#### Available data

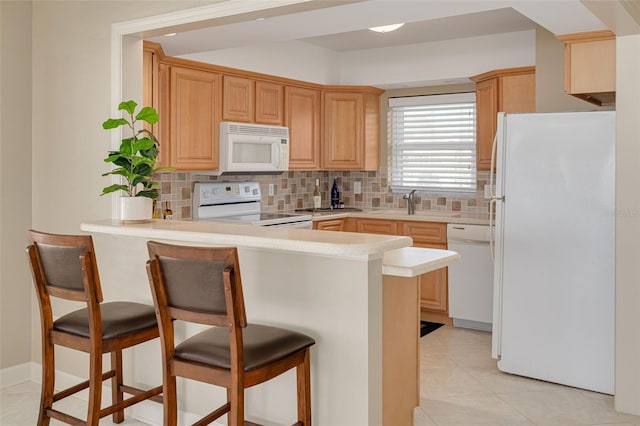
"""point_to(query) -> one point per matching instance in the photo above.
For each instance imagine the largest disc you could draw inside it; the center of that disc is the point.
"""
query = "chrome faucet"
(411, 202)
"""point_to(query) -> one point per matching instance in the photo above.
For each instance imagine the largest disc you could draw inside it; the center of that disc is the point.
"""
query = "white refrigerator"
(554, 203)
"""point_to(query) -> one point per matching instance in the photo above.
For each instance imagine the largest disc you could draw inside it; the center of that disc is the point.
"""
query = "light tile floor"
(460, 386)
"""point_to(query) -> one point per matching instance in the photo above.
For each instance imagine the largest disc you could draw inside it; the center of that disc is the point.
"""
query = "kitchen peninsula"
(355, 294)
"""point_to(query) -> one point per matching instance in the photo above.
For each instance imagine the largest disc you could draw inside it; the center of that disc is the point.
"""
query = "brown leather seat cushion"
(118, 319)
(262, 345)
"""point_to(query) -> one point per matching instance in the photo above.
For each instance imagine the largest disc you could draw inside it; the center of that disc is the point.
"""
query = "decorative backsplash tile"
(293, 190)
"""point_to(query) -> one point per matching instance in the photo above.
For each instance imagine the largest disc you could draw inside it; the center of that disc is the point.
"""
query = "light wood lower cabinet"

########

Set down the entries word for word, omitting all pictures.

*Solution for this exercise*
"""point_to(query) -> one point per matching instance in the photo above.
For each instance imagine the largest disc you could draw inside it; the center of that disc is the point.
"""
query = "chrome faucet"
(411, 202)
"""point_to(query) -> one point per matching instance in the photo above.
For each instance imagine the largest disc you could draw inside it; the center of that disc is the point.
"""
query = "white refrigerator"
(554, 203)
"""point_to(query) -> one point per matching instance in the photo above.
For each instance imagine the largest disc you could draw inside it; the center of that disc is the point.
"""
query = "light tile floor"
(460, 386)
"""point_to(query) -> one point per matching instance in the photo above.
For each instance imagine the largest disc you could draw inside it; the center of that disc is the point.
"""
query = "kitchen peninsula"
(355, 294)
"""point_to(query) -> one point per matching instance in the photo above.
For each instance imagine the largest disc you could draw inside it; the center of that disc is the point.
"""
query = "brown leather seat cushion"
(118, 319)
(262, 345)
"""point_to(query) -> one point per matching instance in the photo above.
For each instance imagine the largest disc you could draw inside it; the center of that disc is the point.
"""
query = "decorative backsplash tile"
(293, 190)
"""point_to(query) -> one point per matching instance in the photo above.
For each instance imagine the largest disc you could draw inside it; the center of that disc is the point.
"""
query = "light wood lower cabinet"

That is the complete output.